* WORK INSTRUCTION *
Before you finish, make sure every line below has been written out exactly.

* EXTRACTED RECORDS *
******

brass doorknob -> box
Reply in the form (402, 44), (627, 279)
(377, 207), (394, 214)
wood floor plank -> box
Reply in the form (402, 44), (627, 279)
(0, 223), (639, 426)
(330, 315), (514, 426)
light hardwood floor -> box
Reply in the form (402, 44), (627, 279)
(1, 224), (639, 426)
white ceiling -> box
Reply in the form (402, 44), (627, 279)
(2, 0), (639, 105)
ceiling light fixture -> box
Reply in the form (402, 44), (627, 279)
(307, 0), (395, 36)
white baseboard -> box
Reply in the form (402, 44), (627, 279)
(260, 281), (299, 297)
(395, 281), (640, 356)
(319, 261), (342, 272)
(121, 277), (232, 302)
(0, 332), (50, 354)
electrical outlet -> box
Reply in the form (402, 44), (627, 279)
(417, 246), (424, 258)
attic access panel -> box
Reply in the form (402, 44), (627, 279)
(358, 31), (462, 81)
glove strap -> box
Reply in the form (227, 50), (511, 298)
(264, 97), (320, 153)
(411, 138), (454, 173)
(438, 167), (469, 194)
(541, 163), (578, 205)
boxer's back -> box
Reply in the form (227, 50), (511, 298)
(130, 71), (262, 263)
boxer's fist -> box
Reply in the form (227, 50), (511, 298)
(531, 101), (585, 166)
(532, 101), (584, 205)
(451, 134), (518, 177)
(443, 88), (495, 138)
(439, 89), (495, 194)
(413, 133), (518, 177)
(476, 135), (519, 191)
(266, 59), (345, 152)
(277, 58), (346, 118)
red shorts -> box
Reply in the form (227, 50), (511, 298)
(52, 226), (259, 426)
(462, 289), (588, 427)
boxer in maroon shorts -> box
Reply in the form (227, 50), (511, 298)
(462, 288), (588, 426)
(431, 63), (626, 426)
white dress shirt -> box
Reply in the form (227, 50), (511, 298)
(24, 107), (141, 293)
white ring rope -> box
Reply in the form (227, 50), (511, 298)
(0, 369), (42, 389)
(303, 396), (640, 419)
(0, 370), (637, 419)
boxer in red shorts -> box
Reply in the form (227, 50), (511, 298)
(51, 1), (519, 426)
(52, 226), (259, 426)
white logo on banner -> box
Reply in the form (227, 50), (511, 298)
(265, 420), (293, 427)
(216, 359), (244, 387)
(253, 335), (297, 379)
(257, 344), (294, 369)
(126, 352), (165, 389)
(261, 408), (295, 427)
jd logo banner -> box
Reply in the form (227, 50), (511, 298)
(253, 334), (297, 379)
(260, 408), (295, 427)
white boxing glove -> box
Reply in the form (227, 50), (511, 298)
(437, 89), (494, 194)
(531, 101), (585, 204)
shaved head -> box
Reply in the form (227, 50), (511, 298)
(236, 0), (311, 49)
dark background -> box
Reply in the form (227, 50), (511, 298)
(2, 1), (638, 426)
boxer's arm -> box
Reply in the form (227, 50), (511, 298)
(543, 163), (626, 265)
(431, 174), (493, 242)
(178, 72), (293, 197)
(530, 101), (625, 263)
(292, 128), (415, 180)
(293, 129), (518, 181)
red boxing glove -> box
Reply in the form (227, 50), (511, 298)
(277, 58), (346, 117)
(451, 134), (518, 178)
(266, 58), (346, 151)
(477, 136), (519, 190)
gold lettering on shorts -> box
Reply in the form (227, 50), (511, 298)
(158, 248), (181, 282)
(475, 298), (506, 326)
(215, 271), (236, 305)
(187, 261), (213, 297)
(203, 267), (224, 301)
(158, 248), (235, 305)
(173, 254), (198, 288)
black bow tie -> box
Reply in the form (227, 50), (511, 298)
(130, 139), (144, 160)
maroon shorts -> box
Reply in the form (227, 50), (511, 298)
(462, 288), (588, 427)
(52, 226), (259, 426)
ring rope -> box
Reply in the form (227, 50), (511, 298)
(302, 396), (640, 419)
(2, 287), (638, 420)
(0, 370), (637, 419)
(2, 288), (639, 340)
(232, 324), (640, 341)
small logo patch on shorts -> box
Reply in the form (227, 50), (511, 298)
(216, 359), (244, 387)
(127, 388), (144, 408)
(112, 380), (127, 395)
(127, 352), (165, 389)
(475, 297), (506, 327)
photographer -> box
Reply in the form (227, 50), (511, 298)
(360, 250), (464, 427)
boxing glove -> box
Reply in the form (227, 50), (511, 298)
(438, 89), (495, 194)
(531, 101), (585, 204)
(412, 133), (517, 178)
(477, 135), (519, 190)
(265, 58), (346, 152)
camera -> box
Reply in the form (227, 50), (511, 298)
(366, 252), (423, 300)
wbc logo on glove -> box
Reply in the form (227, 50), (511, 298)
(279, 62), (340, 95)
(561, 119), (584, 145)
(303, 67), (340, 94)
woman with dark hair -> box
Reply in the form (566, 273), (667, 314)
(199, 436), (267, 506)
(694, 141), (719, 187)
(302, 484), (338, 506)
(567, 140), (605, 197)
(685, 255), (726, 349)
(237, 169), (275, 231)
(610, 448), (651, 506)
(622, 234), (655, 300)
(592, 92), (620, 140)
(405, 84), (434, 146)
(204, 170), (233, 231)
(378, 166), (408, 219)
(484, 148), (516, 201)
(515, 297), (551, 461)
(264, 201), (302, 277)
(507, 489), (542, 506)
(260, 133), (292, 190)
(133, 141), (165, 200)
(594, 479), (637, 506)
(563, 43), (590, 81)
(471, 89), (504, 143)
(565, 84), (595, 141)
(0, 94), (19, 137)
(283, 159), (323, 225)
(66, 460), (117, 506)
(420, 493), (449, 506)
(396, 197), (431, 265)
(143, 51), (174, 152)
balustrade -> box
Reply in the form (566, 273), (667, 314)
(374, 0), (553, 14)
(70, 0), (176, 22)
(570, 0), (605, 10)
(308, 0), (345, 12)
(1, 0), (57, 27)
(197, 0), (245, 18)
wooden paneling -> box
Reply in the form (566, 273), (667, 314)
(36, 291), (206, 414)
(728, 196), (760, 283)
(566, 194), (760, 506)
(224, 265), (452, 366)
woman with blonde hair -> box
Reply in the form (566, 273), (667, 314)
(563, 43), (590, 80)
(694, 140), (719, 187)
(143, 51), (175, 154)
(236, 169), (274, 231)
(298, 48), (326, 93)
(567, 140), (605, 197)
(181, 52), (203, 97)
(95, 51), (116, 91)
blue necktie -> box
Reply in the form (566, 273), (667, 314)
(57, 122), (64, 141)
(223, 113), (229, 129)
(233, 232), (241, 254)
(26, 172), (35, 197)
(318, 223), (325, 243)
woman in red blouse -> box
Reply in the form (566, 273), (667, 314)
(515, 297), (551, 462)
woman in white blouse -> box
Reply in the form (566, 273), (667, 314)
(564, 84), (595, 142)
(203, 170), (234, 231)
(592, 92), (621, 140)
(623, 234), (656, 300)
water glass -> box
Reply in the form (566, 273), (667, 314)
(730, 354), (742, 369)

******

* SOLUTION TO THIS TASK *
brass doorknob -> box
Reply in the form (402, 44), (627, 279)
(377, 207), (394, 214)
wood floor plank -> box
Reply in the form (402, 44), (627, 279)
(0, 223), (639, 426)
(330, 315), (514, 426)
light hardwood floor -> box
Reply in the form (402, 44), (627, 279)
(1, 224), (639, 426)
white ceiling -> box
Reply in the form (402, 44), (627, 279)
(2, 0), (639, 105)
ceiling light fixture -> box
Reply in the form (402, 44), (627, 279)
(307, 0), (395, 36)
white baseboard -> box
Reply in the form (402, 44), (627, 279)
(260, 281), (299, 297)
(395, 281), (640, 356)
(319, 261), (342, 272)
(121, 277), (232, 302)
(0, 332), (50, 354)
electrical outlet -> box
Reply in the form (402, 44), (627, 279)
(417, 246), (424, 258)
attic access panel -> box
Reply in the form (402, 44), (627, 279)
(358, 31), (462, 81)
glove strap -> box
Reply in the form (227, 50), (511, 298)
(264, 97), (320, 153)
(411, 138), (454, 173)
(438, 167), (469, 194)
(541, 163), (578, 205)
boxer's back -> box
Reply in the form (227, 50), (511, 298)
(130, 71), (262, 263)
boxer's fist -> box
Reply in the form (227, 50), (511, 298)
(531, 101), (585, 166)
(532, 101), (584, 205)
(451, 134), (518, 177)
(443, 88), (495, 138)
(439, 89), (495, 194)
(413, 133), (518, 177)
(476, 135), (519, 191)
(266, 59), (345, 152)
(277, 58), (346, 118)
red shorts -> box
Reply in the form (227, 50), (511, 298)
(52, 226), (259, 426)
(462, 289), (588, 427)
boxer in maroon shorts -> box
Reply in the form (227, 50), (511, 298)
(462, 288), (588, 426)
(431, 63), (626, 426)
white dress shirt -> box
Reply in the form (227, 50), (511, 298)
(24, 107), (141, 293)
white ring rope -> box
Reply in the form (227, 50), (511, 298)
(0, 369), (42, 389)
(303, 396), (640, 419)
(0, 370), (637, 419)
boxer in red shorts -> box
Reply in the form (227, 50), (511, 298)
(51, 1), (519, 426)
(52, 226), (259, 426)
white logo on banner -> box
Reply in the form (227, 50), (511, 298)
(265, 420), (293, 427)
(216, 359), (244, 387)
(253, 335), (297, 379)
(257, 344), (294, 369)
(126, 352), (165, 389)
(261, 408), (295, 427)
jd logo banner -> box
Reply in the form (227, 50), (511, 298)
(253, 334), (297, 379)
(260, 408), (295, 427)
white boxing glove -> box
Reply in the form (227, 50), (511, 298)
(437, 89), (494, 194)
(531, 101), (585, 204)
shaved head -> box
Reply in the form (227, 50), (511, 298)
(236, 0), (311, 49)
dark background -> box
Reply in the form (227, 50), (511, 298)
(2, 1), (638, 426)
boxer's arm -> box
Reply in the form (227, 50), (511, 298)
(543, 163), (626, 265)
(431, 174), (493, 242)
(178, 72), (293, 197)
(530, 101), (625, 263)
(292, 128), (415, 180)
(293, 129), (518, 181)
red boxing glove -> box
Reply in the form (227, 50), (511, 298)
(277, 58), (346, 117)
(451, 134), (518, 178)
(266, 58), (346, 151)
(477, 136), (519, 190)
gold lettering on shorts -> box
Reply in the form (227, 50), (511, 298)
(158, 248), (181, 282)
(475, 298), (506, 326)
(215, 271), (236, 305)
(187, 261), (213, 297)
(203, 267), (224, 301)
(158, 248), (235, 305)
(173, 254), (198, 288)
black bow tie -> box
Reply in the form (227, 50), (511, 298)
(130, 139), (144, 160)
maroon shorts -> box
Reply in the form (227, 50), (511, 298)
(462, 288), (588, 427)
(52, 226), (259, 426)
ring rope -> box
Reply in the form (227, 50), (511, 298)
(302, 396), (640, 419)
(2, 287), (638, 420)
(0, 370), (637, 419)
(2, 288), (639, 340)
(232, 324), (640, 341)
small logo patch on shorts -> box
Reply in the form (227, 50), (511, 298)
(216, 359), (244, 387)
(127, 388), (144, 408)
(112, 380), (127, 395)
(127, 352), (165, 389)
(475, 297), (506, 327)
photographer -> box
Reply in the form (227, 50), (511, 298)
(360, 250), (464, 427)
boxing glove -> box
Reply in the form (227, 50), (511, 298)
(438, 89), (495, 194)
(531, 101), (585, 204)
(412, 133), (517, 178)
(477, 135), (519, 190)
(265, 58), (346, 152)
camera -> box
Reply in the form (227, 50), (511, 298)
(366, 252), (423, 300)
wbc logo on glove -> box
Reply in the form (227, 50), (511, 298)
(279, 62), (340, 95)
(561, 119), (584, 145)
(303, 67), (340, 94)
woman with dark hair -> box
Reply in the form (566, 273), (667, 314)
(199, 436), (267, 506)
(694, 141), (719, 187)
(302, 484), (338, 506)
(567, 140), (605, 197)
(685, 255), (726, 349)
(237, 169), (275, 231)
(610, 448), (651, 506)
(622, 234), (655, 300)
(592, 92), (620, 140)
(405, 84), (434, 146)
(204, 170), (233, 231)
(378, 166), (408, 219)
(484, 148), (516, 201)
(515, 297), (551, 461)
(264, 201), (302, 277)
(507, 489), (542, 506)
(260, 133), (292, 190)
(133, 141), (165, 200)
(594, 479), (637, 506)
(563, 43), (590, 81)
(471, 89), (504, 143)
(565, 84), (595, 141)
(0, 94), (19, 137)
(283, 159), (323, 225)
(66, 460), (117, 506)
(420, 493), (449, 506)
(396, 197), (431, 265)
(143, 51), (174, 152)
balustrade -> box
Reply in the form (566, 273), (667, 314)
(374, 0), (553, 14)
(70, 0), (176, 22)
(570, 0), (605, 10)
(308, 0), (345, 12)
(1, 0), (57, 27)
(197, 0), (245, 18)
wooden paneling -> box
Reply in the form (566, 273), (667, 314)
(36, 291), (206, 414)
(728, 196), (760, 283)
(566, 194), (760, 506)
(224, 265), (452, 366)
woman with blonde hair -> box
Reply in the form (566, 273), (667, 314)
(563, 43), (590, 80)
(694, 140), (719, 187)
(143, 51), (175, 154)
(236, 169), (274, 231)
(298, 48), (326, 93)
(567, 140), (605, 197)
(181, 52), (203, 97)
(95, 51), (116, 91)
blue necktie -> box
Reply in the form (566, 273), (667, 314)
(57, 122), (64, 141)
(223, 113), (229, 129)
(233, 232), (241, 254)
(26, 172), (35, 197)
(318, 223), (325, 243)
woman in red blouse -> box
Reply in the form (566, 273), (667, 314)
(515, 297), (551, 462)
woman in white blouse -> box
Reply in the form (566, 273), (667, 314)
(564, 84), (595, 142)
(203, 170), (234, 231)
(592, 92), (621, 140)
(623, 234), (656, 300)
water glass -> box
Reply in the form (566, 273), (667, 314)
(730, 354), (742, 369)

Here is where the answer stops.